[Location labeling lines]
* * * *
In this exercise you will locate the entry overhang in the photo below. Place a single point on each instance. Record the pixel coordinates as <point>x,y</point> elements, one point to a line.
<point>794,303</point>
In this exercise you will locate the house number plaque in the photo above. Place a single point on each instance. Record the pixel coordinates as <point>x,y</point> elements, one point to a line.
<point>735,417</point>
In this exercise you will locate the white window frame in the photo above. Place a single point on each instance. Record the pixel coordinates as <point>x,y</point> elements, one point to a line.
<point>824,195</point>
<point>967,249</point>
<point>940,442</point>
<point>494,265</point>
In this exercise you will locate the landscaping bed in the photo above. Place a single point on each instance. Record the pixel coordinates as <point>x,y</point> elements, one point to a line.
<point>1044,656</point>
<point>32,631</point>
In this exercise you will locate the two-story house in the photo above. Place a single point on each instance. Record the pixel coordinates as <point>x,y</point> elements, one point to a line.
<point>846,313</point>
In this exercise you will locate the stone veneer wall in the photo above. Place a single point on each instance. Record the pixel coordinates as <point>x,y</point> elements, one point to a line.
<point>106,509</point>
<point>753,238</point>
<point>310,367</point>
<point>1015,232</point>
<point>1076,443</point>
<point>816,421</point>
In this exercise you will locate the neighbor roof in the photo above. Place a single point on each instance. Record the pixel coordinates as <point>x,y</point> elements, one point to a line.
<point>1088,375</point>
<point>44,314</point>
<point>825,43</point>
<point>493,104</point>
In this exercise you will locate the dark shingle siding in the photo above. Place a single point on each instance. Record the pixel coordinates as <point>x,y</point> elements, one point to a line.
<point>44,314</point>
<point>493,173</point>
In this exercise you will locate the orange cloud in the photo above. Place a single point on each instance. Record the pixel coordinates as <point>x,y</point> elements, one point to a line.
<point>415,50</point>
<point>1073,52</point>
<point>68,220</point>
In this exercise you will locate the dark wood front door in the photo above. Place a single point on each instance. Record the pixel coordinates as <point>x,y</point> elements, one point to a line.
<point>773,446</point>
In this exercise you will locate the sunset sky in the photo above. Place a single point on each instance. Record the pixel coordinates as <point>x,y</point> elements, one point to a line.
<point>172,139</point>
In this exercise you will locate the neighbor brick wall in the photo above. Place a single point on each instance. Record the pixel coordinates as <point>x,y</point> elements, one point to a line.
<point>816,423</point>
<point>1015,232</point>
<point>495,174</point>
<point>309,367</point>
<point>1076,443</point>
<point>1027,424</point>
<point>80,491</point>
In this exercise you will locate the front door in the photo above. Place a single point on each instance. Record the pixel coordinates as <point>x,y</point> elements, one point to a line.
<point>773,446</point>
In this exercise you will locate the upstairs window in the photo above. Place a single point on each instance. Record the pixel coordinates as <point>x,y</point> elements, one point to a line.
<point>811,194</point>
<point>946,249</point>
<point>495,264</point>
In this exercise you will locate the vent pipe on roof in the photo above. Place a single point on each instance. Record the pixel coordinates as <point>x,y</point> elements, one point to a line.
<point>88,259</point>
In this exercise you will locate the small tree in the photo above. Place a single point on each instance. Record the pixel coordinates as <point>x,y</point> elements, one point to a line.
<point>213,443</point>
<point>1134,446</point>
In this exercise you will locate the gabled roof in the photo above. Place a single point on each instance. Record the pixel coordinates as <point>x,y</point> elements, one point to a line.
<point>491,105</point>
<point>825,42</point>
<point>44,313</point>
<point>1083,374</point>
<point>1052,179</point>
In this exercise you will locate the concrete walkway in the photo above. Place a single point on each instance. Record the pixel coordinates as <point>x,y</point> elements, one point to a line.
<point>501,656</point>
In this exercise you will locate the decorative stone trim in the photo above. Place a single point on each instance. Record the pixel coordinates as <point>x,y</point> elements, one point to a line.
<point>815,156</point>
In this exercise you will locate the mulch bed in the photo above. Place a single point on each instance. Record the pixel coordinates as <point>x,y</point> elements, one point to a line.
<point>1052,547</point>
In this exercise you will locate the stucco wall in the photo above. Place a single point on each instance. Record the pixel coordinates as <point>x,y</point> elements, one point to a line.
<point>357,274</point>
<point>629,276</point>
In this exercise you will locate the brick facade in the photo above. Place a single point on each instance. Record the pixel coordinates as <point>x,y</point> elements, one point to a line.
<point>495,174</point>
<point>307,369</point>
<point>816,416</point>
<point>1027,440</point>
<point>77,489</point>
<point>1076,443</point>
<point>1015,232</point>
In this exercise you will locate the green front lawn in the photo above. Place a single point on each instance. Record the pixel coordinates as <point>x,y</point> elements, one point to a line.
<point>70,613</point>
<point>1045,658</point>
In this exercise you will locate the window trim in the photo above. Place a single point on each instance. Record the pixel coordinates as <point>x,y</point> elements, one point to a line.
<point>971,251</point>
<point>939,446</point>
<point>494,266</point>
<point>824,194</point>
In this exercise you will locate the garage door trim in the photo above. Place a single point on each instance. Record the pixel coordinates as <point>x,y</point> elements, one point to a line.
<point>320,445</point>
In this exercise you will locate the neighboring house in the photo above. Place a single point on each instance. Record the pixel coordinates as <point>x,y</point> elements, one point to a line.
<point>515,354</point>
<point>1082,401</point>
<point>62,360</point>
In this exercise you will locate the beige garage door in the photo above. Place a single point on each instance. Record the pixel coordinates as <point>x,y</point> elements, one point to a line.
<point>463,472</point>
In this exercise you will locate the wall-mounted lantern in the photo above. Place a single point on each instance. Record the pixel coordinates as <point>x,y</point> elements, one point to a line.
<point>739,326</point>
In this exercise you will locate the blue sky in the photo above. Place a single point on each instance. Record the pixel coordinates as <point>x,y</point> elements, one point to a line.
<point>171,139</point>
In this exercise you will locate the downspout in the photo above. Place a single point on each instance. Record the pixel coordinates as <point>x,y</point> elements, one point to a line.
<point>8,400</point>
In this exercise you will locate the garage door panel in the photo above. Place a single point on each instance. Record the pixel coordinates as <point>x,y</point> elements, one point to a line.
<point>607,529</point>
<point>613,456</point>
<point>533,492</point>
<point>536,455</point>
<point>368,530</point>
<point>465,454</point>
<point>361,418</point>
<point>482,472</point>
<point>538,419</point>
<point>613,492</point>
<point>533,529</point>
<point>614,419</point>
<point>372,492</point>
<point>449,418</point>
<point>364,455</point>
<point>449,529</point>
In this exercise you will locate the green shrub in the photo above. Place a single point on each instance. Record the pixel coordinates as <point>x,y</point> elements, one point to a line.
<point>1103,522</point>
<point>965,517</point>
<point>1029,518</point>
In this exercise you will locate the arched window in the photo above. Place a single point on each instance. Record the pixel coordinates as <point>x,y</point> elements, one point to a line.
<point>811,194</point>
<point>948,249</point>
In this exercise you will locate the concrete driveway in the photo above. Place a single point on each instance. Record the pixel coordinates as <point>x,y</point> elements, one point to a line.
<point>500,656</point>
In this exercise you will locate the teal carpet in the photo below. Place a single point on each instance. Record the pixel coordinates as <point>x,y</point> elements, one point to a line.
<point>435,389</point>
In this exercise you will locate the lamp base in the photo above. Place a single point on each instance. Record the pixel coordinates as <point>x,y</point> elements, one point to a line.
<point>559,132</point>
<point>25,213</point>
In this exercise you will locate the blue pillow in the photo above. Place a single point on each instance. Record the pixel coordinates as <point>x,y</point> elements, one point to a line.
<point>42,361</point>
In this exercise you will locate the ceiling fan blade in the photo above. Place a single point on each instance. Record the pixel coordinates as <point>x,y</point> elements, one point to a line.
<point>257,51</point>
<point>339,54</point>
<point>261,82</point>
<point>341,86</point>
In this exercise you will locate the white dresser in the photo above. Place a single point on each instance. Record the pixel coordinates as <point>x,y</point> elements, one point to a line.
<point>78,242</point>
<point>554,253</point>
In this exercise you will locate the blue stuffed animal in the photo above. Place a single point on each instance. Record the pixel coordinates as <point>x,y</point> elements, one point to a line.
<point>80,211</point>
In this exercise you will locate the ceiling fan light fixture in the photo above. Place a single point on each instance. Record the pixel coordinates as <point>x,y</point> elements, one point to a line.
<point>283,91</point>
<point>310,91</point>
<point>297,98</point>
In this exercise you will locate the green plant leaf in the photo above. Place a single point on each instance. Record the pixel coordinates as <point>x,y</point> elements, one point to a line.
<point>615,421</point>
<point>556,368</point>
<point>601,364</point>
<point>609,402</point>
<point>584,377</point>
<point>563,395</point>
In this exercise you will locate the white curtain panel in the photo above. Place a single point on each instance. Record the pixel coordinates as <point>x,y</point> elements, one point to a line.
* * * *
▶ AIM OF THE TASK:
Please format the lines from the line with "In this exercise you will locate the green front" to the line with "<point>1045,658</point>" as a two-column CSV with the headers text and answer. Give each text its own row with its answer beside it, put every field in quotes, and replace line breaks with spaces.

▶ OUTPUT FOR THIS TASK:
text,answer
"In this exercise you will locate the green front lawn in the photo above. Place a single point on each instance. Record the pixel coordinates as <point>x,y</point> elements, one point to a line.","<point>70,613</point> <point>1045,658</point>"